24In those circumstances, and in the absence of any explanation for the stance taken (save the preference for commercial negotiations) I think it is possible to infer that there is a real risk that the assets will be disposed of, in such a way as to thwart Downer's rights.

25I say that because, it seems to me, anyone seeking to deal honestly and openly with a debt as to which there was no challenge would not have a problem giving the information sought. It may be - I do not know, because no explanation has been offered - that the stance taken by TWF reflects not some desire to defeat Downer's claim by dishonest means but, rather, a desire to improve or maintain its negotiating position in the negotiations that it hopes will take place. However, I must make the order (if I do) on the basis of the evidence that is before me, and not on the basis of evidence that might have been put before me.

26Weighing those matters, and acknowledging that the conclusion is necessarily an impressionistic one based on a view taken of conduct as a whole, I conclude, as I have indicated, that the requisite danger exists. The fact that there is an explanation consistent with lack of danger does not remove the threat of danger. It means, at most, that Downer's case is not watertight.

27By analogy with the basis on which other forms of interlocutory relief are granted, and the way in which the Court approaches the "serious question to be tried", I take the view that in weighing the danger, it is appropriate to look not only at evidence of danger strictly so called but, also, at balance of convenience considerations. That is because, as has been observed more than once, assessment of the strength of the serious question necessarily requires consideration of that question in context and not in isolation.

> [Task list]:
**1)** Please edit the judgment passage above by rewriting it from "25I say that" through "put before me.", inclusive, with "negotiating position" changed to "bargaining position".
**2)** In the judgment passage above, what is the most that an explanation consistent with lack of danger means?

> [Records provided]:
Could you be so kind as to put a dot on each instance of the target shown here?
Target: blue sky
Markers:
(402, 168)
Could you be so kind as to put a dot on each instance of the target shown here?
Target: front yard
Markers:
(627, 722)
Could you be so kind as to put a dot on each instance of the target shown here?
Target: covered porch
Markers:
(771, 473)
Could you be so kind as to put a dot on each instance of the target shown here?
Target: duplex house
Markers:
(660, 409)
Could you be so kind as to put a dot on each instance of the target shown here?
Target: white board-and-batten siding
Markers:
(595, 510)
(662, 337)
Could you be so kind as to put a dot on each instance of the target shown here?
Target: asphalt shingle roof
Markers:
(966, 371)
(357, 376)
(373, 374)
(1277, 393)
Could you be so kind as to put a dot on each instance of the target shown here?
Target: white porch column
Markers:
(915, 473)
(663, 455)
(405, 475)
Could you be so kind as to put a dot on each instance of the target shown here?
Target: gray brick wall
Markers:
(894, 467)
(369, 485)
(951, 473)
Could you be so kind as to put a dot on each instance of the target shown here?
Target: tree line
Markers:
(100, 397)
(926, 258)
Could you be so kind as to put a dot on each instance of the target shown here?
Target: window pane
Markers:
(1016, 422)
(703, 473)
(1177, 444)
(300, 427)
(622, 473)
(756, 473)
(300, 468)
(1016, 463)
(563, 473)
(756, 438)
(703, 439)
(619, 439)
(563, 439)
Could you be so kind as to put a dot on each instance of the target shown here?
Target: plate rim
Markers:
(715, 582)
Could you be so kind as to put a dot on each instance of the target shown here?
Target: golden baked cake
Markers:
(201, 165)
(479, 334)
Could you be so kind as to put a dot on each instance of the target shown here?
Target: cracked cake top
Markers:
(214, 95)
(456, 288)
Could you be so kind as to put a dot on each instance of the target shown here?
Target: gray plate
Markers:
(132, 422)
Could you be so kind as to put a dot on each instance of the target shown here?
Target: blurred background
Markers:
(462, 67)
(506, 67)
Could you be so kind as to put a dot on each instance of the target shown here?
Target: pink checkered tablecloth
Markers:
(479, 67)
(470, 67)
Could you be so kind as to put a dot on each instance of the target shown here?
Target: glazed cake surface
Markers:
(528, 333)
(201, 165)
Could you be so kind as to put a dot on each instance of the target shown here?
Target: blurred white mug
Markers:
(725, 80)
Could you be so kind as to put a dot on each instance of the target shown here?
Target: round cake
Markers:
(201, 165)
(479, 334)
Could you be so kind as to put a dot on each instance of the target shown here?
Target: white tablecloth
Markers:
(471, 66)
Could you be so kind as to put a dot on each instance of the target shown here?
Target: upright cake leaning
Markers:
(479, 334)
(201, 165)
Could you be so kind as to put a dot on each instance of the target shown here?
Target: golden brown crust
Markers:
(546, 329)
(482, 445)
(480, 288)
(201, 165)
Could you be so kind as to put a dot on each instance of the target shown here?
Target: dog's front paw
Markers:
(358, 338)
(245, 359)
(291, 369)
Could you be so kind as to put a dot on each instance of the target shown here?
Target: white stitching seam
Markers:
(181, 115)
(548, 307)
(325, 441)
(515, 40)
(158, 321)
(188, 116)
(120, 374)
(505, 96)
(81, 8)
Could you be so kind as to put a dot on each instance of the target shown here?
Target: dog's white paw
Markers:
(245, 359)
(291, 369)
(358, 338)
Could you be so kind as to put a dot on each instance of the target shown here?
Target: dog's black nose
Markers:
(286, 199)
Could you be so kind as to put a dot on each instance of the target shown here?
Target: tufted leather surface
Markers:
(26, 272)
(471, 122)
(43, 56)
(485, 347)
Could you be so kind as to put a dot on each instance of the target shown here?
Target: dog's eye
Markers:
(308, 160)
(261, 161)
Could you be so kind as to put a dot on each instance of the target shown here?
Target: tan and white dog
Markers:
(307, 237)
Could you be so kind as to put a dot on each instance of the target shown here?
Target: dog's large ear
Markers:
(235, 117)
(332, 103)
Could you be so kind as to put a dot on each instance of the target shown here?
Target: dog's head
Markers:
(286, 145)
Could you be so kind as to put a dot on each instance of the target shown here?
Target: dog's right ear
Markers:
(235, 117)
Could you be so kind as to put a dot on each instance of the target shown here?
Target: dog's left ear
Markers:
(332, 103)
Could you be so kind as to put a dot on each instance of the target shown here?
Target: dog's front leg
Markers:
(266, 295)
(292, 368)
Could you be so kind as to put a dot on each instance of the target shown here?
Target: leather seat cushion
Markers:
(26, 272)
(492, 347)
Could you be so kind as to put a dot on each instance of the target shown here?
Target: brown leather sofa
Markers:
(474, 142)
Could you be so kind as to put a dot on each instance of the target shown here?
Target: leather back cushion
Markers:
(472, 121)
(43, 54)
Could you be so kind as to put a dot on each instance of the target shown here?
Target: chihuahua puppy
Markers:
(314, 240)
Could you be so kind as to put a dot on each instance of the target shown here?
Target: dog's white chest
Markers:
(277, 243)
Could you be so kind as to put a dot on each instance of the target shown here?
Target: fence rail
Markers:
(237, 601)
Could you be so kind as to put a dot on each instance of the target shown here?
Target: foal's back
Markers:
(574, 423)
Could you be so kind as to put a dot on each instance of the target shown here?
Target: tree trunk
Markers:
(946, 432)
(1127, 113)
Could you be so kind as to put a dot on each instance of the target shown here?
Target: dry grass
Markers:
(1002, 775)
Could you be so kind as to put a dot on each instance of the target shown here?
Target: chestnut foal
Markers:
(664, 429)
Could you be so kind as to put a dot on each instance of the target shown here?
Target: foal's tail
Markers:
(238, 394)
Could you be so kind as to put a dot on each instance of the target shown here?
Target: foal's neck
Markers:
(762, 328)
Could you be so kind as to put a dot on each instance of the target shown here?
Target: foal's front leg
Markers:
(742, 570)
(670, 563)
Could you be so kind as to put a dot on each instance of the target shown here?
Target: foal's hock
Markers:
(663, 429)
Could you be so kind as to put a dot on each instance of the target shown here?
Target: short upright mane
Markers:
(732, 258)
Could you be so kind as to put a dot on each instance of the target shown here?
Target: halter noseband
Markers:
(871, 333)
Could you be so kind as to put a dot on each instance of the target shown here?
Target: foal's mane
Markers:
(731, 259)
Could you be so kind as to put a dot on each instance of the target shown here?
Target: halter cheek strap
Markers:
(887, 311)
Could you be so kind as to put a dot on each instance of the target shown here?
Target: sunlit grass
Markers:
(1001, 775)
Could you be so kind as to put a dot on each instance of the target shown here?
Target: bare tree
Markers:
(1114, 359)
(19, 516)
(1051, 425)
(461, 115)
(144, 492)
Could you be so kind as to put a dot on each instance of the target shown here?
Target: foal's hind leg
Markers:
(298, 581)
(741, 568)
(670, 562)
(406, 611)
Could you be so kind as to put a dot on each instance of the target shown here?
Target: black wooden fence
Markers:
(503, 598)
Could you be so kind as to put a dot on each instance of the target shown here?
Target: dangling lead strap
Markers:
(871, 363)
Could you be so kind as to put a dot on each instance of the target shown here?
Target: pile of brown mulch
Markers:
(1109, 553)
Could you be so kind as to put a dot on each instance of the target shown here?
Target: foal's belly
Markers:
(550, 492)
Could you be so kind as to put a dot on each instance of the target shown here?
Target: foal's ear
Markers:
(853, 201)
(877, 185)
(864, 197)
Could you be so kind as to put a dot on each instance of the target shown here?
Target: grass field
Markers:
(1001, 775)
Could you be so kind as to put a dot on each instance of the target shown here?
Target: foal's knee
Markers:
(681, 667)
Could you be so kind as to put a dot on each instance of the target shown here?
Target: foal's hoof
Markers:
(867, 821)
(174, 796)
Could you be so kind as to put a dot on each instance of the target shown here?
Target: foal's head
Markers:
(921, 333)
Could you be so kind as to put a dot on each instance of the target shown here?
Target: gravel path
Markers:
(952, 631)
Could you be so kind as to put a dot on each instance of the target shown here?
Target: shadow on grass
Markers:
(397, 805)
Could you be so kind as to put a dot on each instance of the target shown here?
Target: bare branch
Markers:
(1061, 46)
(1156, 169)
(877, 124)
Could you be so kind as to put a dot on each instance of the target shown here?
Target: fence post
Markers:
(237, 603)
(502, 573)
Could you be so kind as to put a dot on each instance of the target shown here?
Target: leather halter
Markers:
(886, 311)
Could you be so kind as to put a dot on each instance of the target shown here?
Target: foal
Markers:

> [Answer list]:
**1)**
25I say that because, it seems to me, anyone seeking to deal honestly and openly with a debt as to which there was no challenge would not have a problem giving the information sought. It may be - I do not know, because no explanation has been offered - that the stance taken by TWF reflects not some desire to defeat Downer's claim by dishonest means but, rather, a desire to improve or maintain its bargaining position in the negotiations that it hopes will take place. However, I must make the order (if I do) on the basis of the evidence that is before me, and not on the basis of evidence that might have been put before me.

**2)** That Downer's case is not watertight.